◆ Consegna 1:
Modifichi i record di rilevamento sostituendo "sleeve" con "jacket". Tutto il resto deve rimanere invariato.

══ Brano di lettura

(foto Ansa)

favorire la concorrenza

Una proposta per i taxi: un modello Uber per i picchi

Franco Debenedetti

Tassisti “di complemento”, la gestione di chiamate e traffico attraverso una app, senza togliere lavoro

Lettere al direttore, fondi del direttore; proposte di legge, risposte di scioperi. La letteratura sul tema dei taxi è sterminata, ma il risultato pratico di tutto questo ruminare è sostanzialmente nullo. Con la sola eccezione delle città che hanno consentito a Uber di operare, le code alle stazioni di sosta e le esasperanti telefonate restano sostanzialmente le stesse. I tassisti si oppongono a legittimare Uber perché sostengono che essa lede il loro diritto di titolari di una licenza. Ne sono venuti in possesso o pagando il comune che le rilascia in numero limitato o comprandola al mercato secondario da tassisti che si ritirano, a un prezzo che è la misura del monopolio della licenza. E’ stato proposto di dare, a chi ha già ce l’ha, una licenza supplementare, gratuita e negoziabile. Questo annulla la perdita patrimoniale che subirebbero i tassisti in conseguenza della riduzione del valore della licenza all’aumentare del loro numero. Quindi accontenta i tassisti patentati: anche se già prevede tariffe flessibili e piattaforme trasparenti, allevia ma non risolve il problema dei clienti.

════
══ Estratti del dataset

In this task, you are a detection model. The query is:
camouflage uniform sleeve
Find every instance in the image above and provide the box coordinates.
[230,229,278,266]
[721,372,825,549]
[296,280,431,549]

════

◆ Consegna 2:
Quali forme della letteratura sul tema dei taxi vengono elencate nella frase d'apertura dell'articolo sui taxi? Le riporti tutte.

◆ Risposta scritta 1:
In this task, you are a detection model. The query is:
camouflage uniform jacket
Find every instance in the image above and provide the box coordinates.
[230,229,278,266]
[721,372,825,549]
[296,280,431,549]

◆ Risposta scritta 2:
- Lettere al direttore
- Fondi del direttore
- Proposte di legge
- Risposte di scioperi